◆ **Bagian Data**
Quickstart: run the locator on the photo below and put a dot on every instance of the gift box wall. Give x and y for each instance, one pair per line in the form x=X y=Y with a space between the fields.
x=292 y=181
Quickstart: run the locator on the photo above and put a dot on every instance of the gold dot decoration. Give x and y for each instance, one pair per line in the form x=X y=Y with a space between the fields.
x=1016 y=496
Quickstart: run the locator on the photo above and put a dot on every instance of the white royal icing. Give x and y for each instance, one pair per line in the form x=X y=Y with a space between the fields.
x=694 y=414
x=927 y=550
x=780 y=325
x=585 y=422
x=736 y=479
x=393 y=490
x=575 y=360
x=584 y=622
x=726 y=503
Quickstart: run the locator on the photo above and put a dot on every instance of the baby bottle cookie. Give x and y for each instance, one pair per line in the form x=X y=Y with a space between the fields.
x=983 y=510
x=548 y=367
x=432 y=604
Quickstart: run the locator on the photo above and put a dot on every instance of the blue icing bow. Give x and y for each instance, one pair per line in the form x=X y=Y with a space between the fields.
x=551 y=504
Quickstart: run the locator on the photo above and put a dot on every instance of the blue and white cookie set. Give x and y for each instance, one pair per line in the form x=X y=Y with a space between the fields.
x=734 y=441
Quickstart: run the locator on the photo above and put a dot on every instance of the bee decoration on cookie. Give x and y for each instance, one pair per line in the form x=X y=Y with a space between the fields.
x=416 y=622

◆ **Petunjuk Latihan**
Tulis ulang catatan mulai dari baris yang memuat "the blue icing" sampai akhir catatan, kedua batas itu ikut serta, termasuk permintaannya. Geser setiap koordinat pada jawaban dengan menambahkan 97.

◆ **Jawaban Tugas**
Quickstart: run the locator on the photo above and put a dot on every instance of the blue icing bow. Give x and y for each instance, one pair per line in the form x=X y=Y with a space between the fields.
x=648 y=601
Quickstart: run the locator on the photo above and put a dot on every instance of the blue and white cookie set. Give x and y for each instance, one pair per line in the form x=X y=Y with a space between the fields.
x=831 y=538
Quickstart: run the locator on the photo above and put a dot on every instance of the bee decoration on cookie. Give x and y for each instance, one pair per line in the form x=X y=Y with a space between the fields.
x=513 y=719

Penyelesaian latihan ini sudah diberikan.